---------- Фрагмент ----------

Складывается впечатление, что из двух Дунайских княжеств Иерусалим в XVII века более тесные отношения поддерживал именно с Молдавией. Современником патриарха Феофана был молдавский господарь греческого происхождения Василий Лупу (1634–1653 гг.), политический деятель международного масштаба и неуёмных амбиций. После каждого всплеска весьма дорогостоящей борьбы за обладание Св. местами Палестины иерусалимские архиереи ехали на поклон в Яссы и просили у Василия милостыню на покрытие своих расходов. Как писал А.Н. Муравьев: «немногие из Императоров Восточных оказали столько услуг Св. Гробу, сколь сей благочестивый воевода Молдавский».1221 Это перед ним патриарх Феофан разыграл описанный в хрониках спектакль, внезапно появившись во дворце господаря с петлей на шее и подавая Василию конец веревки со словами: «Удави меня, дитя мое, а то меня удавят турки-кредиторы».1222 Все долги патриархии были тут же выплачены господарем. В свою очередь, Василий, влиятельный политик, очень многое позволял себе в отношении церкви. Он возводил и свергал патриархов, решал споры между архиереями; иные его грамоты к патриархам выглядят как директивы к немедленному исполнению, содержащие недвусмысленные угрозы на случай неповиновения.1223 В марте 1645 г. при содействии Василия в молдавской столице прошло избрание в иерусалимские патриархи Паисия, в прошлом игумена святогробской обители Вознесения в Яссах.1224

Немалую часть своего патриаршества Паисий провел на территории Молдавии. Он жил там и в 1648 г., перед поездкой в Москву, и по возвращении из России, в 1649–1651 гг., когда не решался ехать в Стамбул, опасаясь интриг своего врага константинопольского патриарха Парфения. Парфений в конце концов был казнен турками в 1651 г. по настоянию молдавского и валашского господарей.1225

Сложившаяся в православном миллете устойчивая структура экономических связей, когда Молдавия и Валахия выступали денежными донорами Афона, Палестины, Синая и других культурно-политических центров православного мира, тяжелым бременем ложилась на молдаван и валахов. Господари, особенно фанариотского происхождения, выжимали последние соки из подданных на нужды своего клана, в том числе иерусалимских патриархов. Это стало одной из причин восстания молдаван весной 1653 года, свержения Василия и террора против местных греков. Павел Алеппский, находившийся в то время в Яссах, писал: «Греки... не выходили из своих жилищ по причине сильной вражды между ними и молдаванами, ибо архонты (сановники) Василия греки... сильно поработили молдаван и унижали их... День и ночь они принуждены были работать, чтобы платить грекам, подобно тому как мы по отношению к туркам».1226

Однако этническое происхождение господарей не особо влияло на их связи с Православным Востоком. Молдавские правители и далее жаловали имения Св. Гробу, а иерусалимские патриархи подолгу жили в ясских монастырях.

---------- Извлечённые записи ----------

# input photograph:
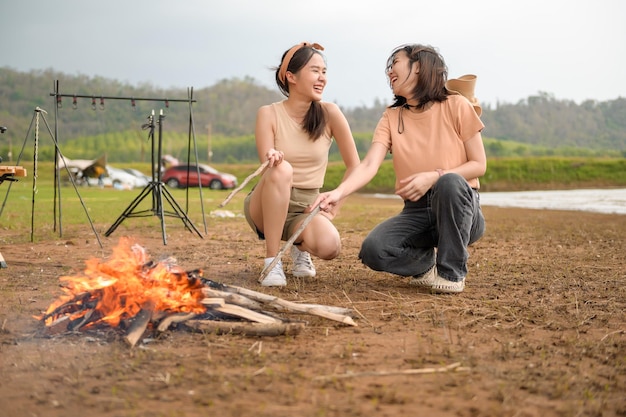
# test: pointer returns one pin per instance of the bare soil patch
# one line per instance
(539, 330)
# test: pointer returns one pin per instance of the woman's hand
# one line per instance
(275, 157)
(414, 187)
(328, 203)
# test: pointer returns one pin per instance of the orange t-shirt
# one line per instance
(432, 139)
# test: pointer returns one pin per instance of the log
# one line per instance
(244, 329)
(244, 313)
(291, 306)
(139, 324)
(238, 299)
(174, 318)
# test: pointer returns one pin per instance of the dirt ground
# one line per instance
(539, 331)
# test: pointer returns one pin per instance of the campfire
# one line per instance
(134, 295)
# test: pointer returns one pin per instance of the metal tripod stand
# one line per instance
(156, 189)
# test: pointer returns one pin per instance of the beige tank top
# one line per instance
(308, 158)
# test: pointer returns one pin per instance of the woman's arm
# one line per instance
(264, 133)
(358, 177)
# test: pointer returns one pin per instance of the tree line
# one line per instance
(217, 122)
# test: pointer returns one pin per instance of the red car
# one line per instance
(183, 176)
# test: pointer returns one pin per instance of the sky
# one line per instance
(570, 49)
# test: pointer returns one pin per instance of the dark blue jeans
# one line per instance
(447, 218)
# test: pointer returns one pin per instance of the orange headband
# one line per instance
(283, 65)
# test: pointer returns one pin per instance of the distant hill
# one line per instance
(228, 109)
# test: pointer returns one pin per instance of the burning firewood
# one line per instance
(132, 295)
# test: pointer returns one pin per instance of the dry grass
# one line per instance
(539, 331)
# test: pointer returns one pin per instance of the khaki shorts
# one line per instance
(299, 200)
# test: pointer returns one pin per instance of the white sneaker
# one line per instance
(302, 264)
(276, 277)
(443, 286)
(426, 280)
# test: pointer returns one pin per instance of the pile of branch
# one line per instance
(228, 310)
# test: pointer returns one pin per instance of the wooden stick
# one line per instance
(275, 301)
(174, 318)
(246, 329)
(139, 324)
(238, 299)
(245, 182)
(288, 244)
(454, 367)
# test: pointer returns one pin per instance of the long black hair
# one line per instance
(314, 122)
(433, 73)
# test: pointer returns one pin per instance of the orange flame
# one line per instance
(118, 288)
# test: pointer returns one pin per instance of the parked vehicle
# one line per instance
(142, 179)
(124, 180)
(183, 176)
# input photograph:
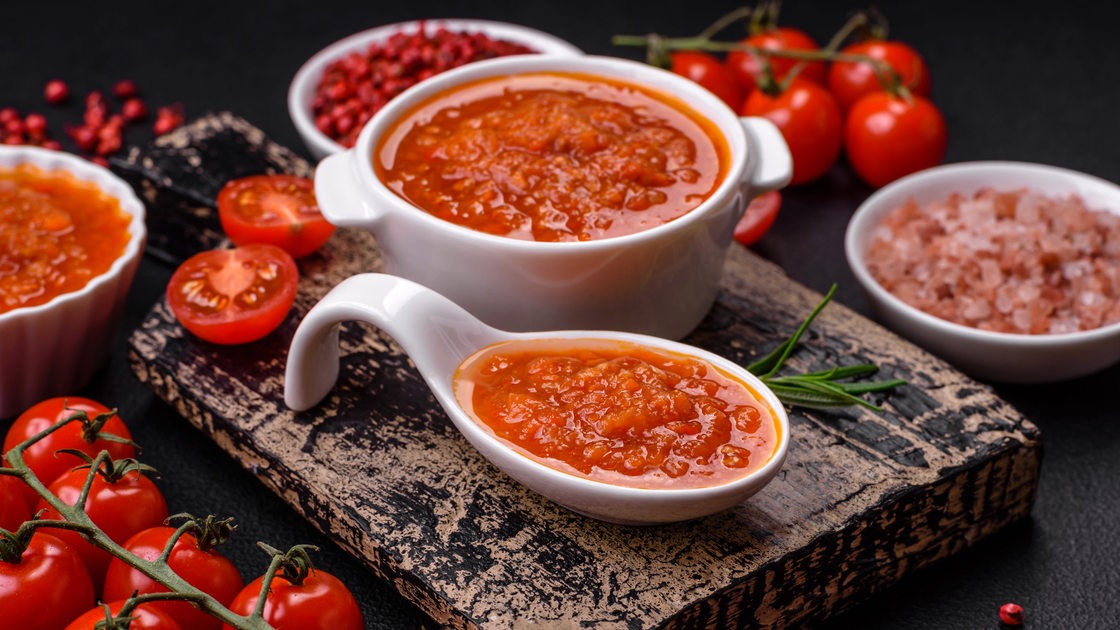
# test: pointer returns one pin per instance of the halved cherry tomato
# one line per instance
(709, 72)
(45, 587)
(206, 570)
(758, 218)
(119, 507)
(810, 121)
(278, 210)
(748, 67)
(40, 456)
(234, 295)
(320, 602)
(145, 617)
(887, 137)
(849, 81)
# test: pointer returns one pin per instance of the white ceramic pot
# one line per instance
(660, 281)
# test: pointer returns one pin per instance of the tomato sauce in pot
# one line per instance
(553, 157)
(56, 233)
(619, 413)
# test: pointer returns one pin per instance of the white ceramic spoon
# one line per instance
(438, 335)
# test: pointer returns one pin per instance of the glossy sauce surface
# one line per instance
(553, 157)
(619, 413)
(56, 233)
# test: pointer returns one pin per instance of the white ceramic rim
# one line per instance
(302, 84)
(630, 493)
(867, 215)
(683, 90)
(110, 184)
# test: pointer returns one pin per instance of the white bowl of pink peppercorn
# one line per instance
(336, 91)
(1008, 270)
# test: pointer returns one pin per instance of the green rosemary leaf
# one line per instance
(821, 389)
(799, 397)
(773, 362)
(824, 389)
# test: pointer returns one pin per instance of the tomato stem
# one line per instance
(73, 517)
(659, 47)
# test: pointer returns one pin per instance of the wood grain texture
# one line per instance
(862, 500)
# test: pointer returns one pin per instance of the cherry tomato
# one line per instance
(145, 617)
(757, 219)
(40, 456)
(810, 121)
(207, 571)
(320, 602)
(14, 498)
(46, 587)
(279, 210)
(887, 137)
(234, 295)
(748, 67)
(849, 81)
(119, 508)
(709, 72)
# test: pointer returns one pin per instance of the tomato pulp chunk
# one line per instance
(619, 413)
(553, 157)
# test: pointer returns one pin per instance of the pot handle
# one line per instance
(337, 190)
(770, 163)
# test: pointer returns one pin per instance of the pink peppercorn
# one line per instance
(56, 92)
(1010, 614)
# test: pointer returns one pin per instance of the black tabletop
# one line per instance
(1032, 81)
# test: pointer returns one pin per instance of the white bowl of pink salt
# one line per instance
(1010, 271)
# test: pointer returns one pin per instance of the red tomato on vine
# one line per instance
(849, 81)
(76, 435)
(44, 585)
(810, 121)
(121, 502)
(710, 73)
(319, 602)
(889, 136)
(201, 565)
(749, 67)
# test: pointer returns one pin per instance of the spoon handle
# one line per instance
(436, 333)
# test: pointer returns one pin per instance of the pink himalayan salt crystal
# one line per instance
(1014, 261)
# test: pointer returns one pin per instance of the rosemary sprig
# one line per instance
(826, 389)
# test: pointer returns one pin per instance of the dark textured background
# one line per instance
(1028, 81)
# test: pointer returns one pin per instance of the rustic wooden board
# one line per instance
(864, 499)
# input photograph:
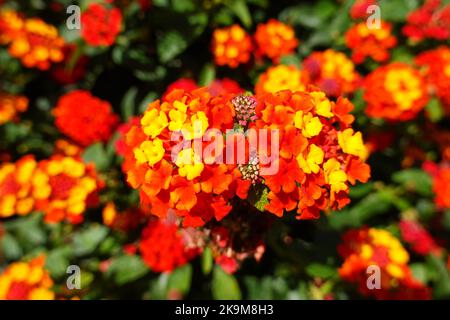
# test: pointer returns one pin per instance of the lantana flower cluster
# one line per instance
(435, 65)
(320, 154)
(430, 21)
(395, 92)
(365, 247)
(84, 118)
(232, 46)
(332, 72)
(26, 281)
(11, 106)
(374, 43)
(281, 77)
(195, 188)
(36, 43)
(101, 24)
(61, 187)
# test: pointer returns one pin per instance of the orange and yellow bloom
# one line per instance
(395, 92)
(231, 46)
(26, 281)
(281, 77)
(367, 247)
(11, 106)
(332, 72)
(368, 42)
(18, 191)
(84, 118)
(275, 39)
(36, 43)
(317, 162)
(435, 65)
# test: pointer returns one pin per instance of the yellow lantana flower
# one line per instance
(153, 122)
(352, 143)
(310, 126)
(189, 164)
(312, 161)
(150, 152)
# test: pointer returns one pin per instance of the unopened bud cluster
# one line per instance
(245, 107)
(250, 171)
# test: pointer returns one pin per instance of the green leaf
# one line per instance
(152, 96)
(419, 271)
(128, 103)
(415, 180)
(170, 45)
(320, 270)
(127, 268)
(10, 247)
(86, 241)
(207, 260)
(57, 261)
(261, 199)
(97, 154)
(224, 285)
(434, 110)
(240, 9)
(180, 279)
(442, 281)
(207, 74)
(397, 10)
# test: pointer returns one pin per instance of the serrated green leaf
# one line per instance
(207, 260)
(87, 240)
(180, 279)
(171, 44)
(57, 261)
(97, 154)
(126, 269)
(240, 9)
(320, 270)
(224, 286)
(434, 110)
(207, 74)
(262, 200)
(415, 180)
(128, 103)
(10, 247)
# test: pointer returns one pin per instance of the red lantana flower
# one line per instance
(84, 118)
(100, 24)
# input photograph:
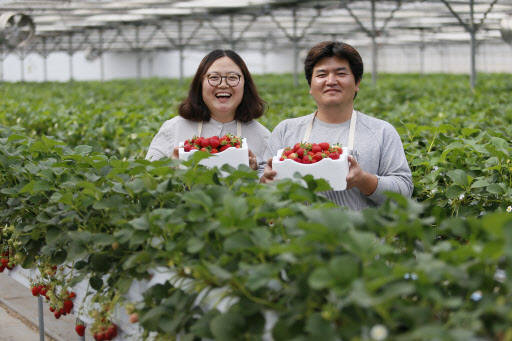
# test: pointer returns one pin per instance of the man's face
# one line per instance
(332, 83)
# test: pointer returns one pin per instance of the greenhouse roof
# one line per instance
(71, 25)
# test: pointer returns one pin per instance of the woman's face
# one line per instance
(223, 99)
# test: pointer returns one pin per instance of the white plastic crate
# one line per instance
(333, 171)
(231, 156)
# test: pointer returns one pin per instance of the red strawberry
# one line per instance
(112, 330)
(300, 152)
(36, 290)
(134, 318)
(99, 336)
(205, 143)
(214, 142)
(287, 152)
(324, 145)
(316, 148)
(68, 305)
(80, 329)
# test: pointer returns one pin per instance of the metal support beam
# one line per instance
(472, 32)
(70, 53)
(374, 45)
(41, 317)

----------

--- Письменный запрос 1 ---
Перепишите дословно часть фрагмента о связях Иерусалима с Молдавией: всё от слов «Однако этническое происхождение» и ниже вплоть до слов «в ясских монастырях.».
--- Письменный запрос 2 ---
Процитируйте без изменений строки из записей: всё от строки, содержащей «tomato pulp chunk», и ниже до строки, содержащей «(1010, 614)», включая обе крайние и ничего сверх них.

--- Верный результат 1 ---
Однако этническое происхождение господарей не особо влияло на их связи с Православным Востоком. Молдавские правители и далее жаловали имения Св. Гробу, а иерусалимские патриархи подолгу жили в ясских монастырях.

--- Верный результат 2 ---
# test: pointer returns one pin per instance of the tomato pulp chunk
# one line per instance
(619, 413)
(553, 157)
# test: pointer returns one pin per instance of the pot handle
# one line per instance
(337, 190)
(770, 163)
# test: pointer returns one pin per instance of the pink peppercorn
# one line per instance
(56, 92)
(1010, 614)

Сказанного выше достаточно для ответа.